Continue the passage on social media platforms and global content moderation, starting after its final sentence.

Supplied text
## Start

But while plenty of ink has been spilled on the impact of social media on America’s democracy, these decisions can have an even greater impact around the world. This is particularly true in places where access to traditional media is limited, giving the platforms a virtual monopoly in shaping the public discourse. A platform which fails to take action against hate speech might find itself instrumental in triggering a local pogrom, or even genocide. A platform which acts too aggressively to remove suspected “terrorist propaganda” may find itself destroying evidence of war crimes.

Platforms’ power over the public discourse is partly the result of a conscious decision by global governments to outsource online moderation functions to these private sector actors. Around the world, governments are making increasingly aggressive demands for platforms to police content which they find objectionable. The targeted material can range from risque? photos of the King of Thailand, to material deemed to insult Turkey’s founding president. In some instances, these requests are grounded in local legal standards, placing platforms in the difficult position of having to decide how to enforce a law from Pakistan, for example, which would be manifestly unconstitutional in the United States.

In most instances, however, moderation decisions are not based on any legal standard at all, but on the platforms’ own privately drafted community guidelines, which are notoriously vague and difficult to understand. All of this leads to a critical lack of accountability in the mechanisms which govern freedom of expression online. And while the perceived opacity, inconsistency and hypocrisy of online content moderation structures may seem frustrating to Americans, for users in the developing world it is vastly worse.

Nearly all of the biggest platforms are based in the United States. This means not only that their decision-makers are more accessible and receptive to their American user-base than they are to frustrated netizens in Myanmar or Uganda, but also that their global policies are still heavily influenced by American cultural norms, particularly the First Amendment.

Even though the biggest platforms have made efforts to globalize their operations, there is still a massive imbalance in the ability of journalists, human rights activists, and other vulnerable communities to get through to the U.S.-based staff who decide what they can and cannot say. When platforms do branch out globally, they tend to recruit staff who are connected to existing power structures, rather than those who depend on the platforms as a lifeline away from repressive restrictions on speech.

For example, the pressure to crackdown on “terrorist content” inevitably leads to collateral damage against journalism or legitimate political speech, particularly in the Arab world. In setting this calculus, governments and ex-government officials are vastly more likely to have a seat at the table than journalists or human rights activists. Likewise, the Israeli government has an easier time communicating their wants and needs to Facebook than, say, Palestinian journalists and NGOs.

## End

(Stored items)

## Start

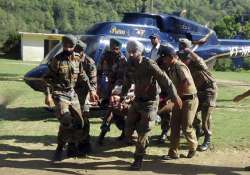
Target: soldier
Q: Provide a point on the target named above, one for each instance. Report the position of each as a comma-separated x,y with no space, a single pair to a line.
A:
82,88
181,118
146,75
165,115
155,41
206,87
237,99
108,66
117,113
64,71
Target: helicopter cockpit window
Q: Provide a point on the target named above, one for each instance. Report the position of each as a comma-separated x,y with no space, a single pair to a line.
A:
140,20
52,53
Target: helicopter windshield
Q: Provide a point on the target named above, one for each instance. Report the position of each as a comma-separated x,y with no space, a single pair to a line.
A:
52,53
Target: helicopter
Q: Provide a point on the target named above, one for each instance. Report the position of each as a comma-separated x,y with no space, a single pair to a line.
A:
138,25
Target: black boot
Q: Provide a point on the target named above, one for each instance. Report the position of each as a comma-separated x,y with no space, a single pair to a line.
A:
84,149
137,164
191,154
206,144
101,137
163,136
71,150
247,168
122,136
199,132
58,154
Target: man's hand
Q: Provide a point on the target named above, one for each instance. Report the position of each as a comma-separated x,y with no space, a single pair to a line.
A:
49,100
187,50
93,96
178,102
238,98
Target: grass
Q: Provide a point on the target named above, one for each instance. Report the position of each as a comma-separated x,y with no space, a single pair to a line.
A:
24,120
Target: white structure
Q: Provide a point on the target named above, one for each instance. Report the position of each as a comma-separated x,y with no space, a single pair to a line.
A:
33,45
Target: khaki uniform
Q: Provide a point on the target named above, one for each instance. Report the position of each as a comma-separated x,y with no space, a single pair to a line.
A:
141,115
64,71
207,92
82,87
110,66
183,118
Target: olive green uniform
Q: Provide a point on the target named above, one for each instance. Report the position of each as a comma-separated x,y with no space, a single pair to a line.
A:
207,91
183,118
141,115
82,88
108,66
64,71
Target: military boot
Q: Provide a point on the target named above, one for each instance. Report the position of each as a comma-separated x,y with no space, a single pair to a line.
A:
247,168
101,137
163,136
122,136
137,164
58,155
84,149
206,144
71,150
199,132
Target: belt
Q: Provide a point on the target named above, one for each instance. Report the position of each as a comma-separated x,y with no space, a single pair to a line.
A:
188,97
141,99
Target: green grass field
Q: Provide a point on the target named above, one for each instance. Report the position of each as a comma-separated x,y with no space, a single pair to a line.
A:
24,119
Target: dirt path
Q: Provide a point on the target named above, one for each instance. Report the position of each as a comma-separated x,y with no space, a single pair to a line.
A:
34,159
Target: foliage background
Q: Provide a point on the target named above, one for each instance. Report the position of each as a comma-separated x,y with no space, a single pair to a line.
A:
76,16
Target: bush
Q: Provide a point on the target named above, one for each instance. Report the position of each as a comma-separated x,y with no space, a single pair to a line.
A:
12,45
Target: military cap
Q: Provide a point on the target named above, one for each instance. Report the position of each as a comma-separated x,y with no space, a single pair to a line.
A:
134,44
154,35
69,39
166,51
186,41
81,45
115,42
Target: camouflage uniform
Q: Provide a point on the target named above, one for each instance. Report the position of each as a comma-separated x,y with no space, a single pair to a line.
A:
142,113
82,88
64,71
114,114
166,113
183,118
207,93
108,67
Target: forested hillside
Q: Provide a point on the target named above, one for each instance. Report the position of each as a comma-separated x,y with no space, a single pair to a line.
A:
75,16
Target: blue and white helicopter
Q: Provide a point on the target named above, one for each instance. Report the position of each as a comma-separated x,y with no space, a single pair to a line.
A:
140,26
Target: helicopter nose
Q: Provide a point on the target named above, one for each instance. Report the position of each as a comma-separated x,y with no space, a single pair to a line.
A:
33,78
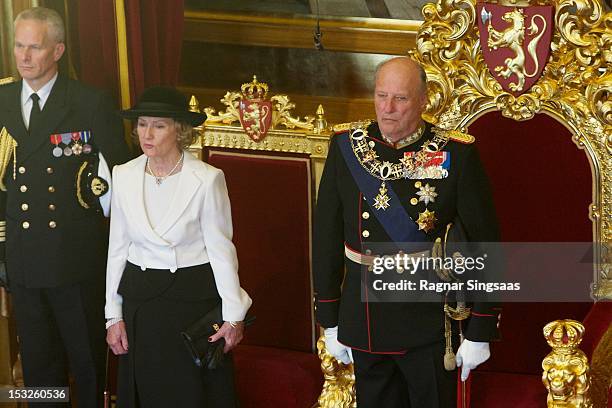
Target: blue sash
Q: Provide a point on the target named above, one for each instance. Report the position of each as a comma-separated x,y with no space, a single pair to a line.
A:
395,220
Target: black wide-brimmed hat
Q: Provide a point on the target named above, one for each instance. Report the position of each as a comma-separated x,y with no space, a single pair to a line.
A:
164,102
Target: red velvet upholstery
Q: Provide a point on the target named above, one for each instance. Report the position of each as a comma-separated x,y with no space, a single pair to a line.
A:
269,377
271,198
504,390
541,185
271,212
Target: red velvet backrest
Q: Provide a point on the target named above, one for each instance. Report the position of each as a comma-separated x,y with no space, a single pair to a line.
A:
541,185
271,198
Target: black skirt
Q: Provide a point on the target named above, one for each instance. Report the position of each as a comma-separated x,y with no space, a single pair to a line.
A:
158,371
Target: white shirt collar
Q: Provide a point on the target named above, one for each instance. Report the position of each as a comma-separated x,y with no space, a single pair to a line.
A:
43,92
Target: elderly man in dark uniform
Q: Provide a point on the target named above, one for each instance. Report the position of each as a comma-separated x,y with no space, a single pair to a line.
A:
56,135
397,180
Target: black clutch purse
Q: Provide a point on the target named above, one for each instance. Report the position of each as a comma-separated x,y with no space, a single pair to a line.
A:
195,337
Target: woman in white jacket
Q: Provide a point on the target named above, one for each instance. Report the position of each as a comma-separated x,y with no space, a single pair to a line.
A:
170,260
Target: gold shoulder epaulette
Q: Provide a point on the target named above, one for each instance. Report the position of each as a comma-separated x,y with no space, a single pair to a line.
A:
8,149
455,135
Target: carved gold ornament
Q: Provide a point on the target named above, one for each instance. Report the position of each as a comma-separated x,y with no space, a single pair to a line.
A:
339,387
575,88
566,369
281,108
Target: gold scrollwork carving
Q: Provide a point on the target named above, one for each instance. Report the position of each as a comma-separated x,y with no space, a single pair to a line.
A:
566,369
339,387
281,113
231,100
575,86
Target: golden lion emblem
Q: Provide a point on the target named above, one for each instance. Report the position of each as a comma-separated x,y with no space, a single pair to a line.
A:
513,37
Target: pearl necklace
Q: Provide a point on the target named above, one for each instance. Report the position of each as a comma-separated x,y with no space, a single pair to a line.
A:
159,179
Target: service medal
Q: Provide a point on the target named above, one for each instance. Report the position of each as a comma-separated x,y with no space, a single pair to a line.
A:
77,149
426,220
56,140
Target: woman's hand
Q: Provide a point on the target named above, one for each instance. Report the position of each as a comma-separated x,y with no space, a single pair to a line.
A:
232,335
116,337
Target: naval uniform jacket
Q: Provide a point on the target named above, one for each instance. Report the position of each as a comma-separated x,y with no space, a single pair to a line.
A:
51,239
196,230
343,216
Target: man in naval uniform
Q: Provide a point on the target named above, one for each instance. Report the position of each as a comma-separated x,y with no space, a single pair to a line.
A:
379,186
56,132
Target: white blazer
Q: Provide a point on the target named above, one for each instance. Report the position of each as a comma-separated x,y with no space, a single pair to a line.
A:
197,229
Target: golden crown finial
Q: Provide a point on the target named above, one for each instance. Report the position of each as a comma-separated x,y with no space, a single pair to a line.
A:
254,89
564,336
194,104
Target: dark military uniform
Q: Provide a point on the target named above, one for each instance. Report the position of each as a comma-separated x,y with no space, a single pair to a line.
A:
55,246
344,217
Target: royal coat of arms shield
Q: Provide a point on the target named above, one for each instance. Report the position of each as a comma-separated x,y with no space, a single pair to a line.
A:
515,43
255,117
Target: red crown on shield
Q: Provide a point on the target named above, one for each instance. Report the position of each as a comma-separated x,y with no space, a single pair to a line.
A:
254,89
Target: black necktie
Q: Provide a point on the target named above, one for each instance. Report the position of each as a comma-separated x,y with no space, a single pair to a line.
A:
35,113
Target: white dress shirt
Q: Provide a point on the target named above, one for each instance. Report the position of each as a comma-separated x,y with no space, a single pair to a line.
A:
196,229
26,110
26,101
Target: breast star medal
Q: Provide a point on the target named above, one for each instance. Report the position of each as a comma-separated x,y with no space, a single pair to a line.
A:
381,201
427,194
426,220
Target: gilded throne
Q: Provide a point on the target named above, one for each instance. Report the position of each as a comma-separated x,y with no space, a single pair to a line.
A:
540,111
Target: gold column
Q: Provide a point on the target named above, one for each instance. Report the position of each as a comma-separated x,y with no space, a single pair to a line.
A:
122,54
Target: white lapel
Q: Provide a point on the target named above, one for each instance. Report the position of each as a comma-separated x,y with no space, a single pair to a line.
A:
187,187
135,201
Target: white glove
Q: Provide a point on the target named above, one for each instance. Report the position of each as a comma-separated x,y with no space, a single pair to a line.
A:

## End

Solved problem
None of this is meant to minimize the scope and scale of the challenge that the platforms face. It is not easy to develop and enforce content policies which account for the wildly different needs of their global user base. Platforms generally aim to provide everyone with an approximately identical experience, including similar expectations with regard to the boundaries of permitted speech. There is a clear tension between this goal and the conflicting legal, cultural and moral standards in force across the many countries where they operate.

But the importance and weight of these decisions demands that platforms get this balancing right, and develop and enforce policies which adequately reflect their role at the heart of political debates from Russia to South Africa. Even as the platforms have grown and spread around the world, the center of gravity of these debates continues to revolve around D.C. and San Francisco.

This is the first in a series of articles developed by the Wikimedia/Yale Law School Initiative on Intermediaries and Information appearing here at Techdirt Policy Greenhouse and elsewhere around the internet?intended to bridge the divide between the ongoing policy debates around content moderation, and the people who are most impacted by them, particularly across the global south. The authors are academics, civil society activists and journalists whose work lies on the sharp edge of content decisions. In asking for their contributions, we offered them a relatively free hand to prioritize the issues they saw as the most serious and important with regard to content moderation, and asked them to point to areas where improvement was needed, particularly with regard to the moderation process, community engagement, and transparency.

The issues that they flag include a common frustration with the distant and opaque nature of platforms? decision-making processes, a desire for platforms to work towards a better understanding of local socio-cultural dynamics underlying the online discourse, and a feeling that platforms? approach to moderation often did not reflect the importance of their role in facilitating the exercise of core human rights. Although the different voices each offer a unique perspective, they paint a common picture of how platforms? decision making impacts their lives, and of the need to do better, in line with the power that platforms have in defining the contours of global speech.

Ultimately, our hope with this project is to shed light on the impacts of platforms? decisions around the world, and provide guidance on how social media platforms might do a better job of developing and applying moderation structures which reflect their needs and values of their diverse global users.

Michael Karanicolas is a Resident Fellow at Yale Law School, where he leads the Wikimedia Initiative on Intermediaries and Information as part of the Information Society Project. You can find him on twitter at @M_Karanicolas.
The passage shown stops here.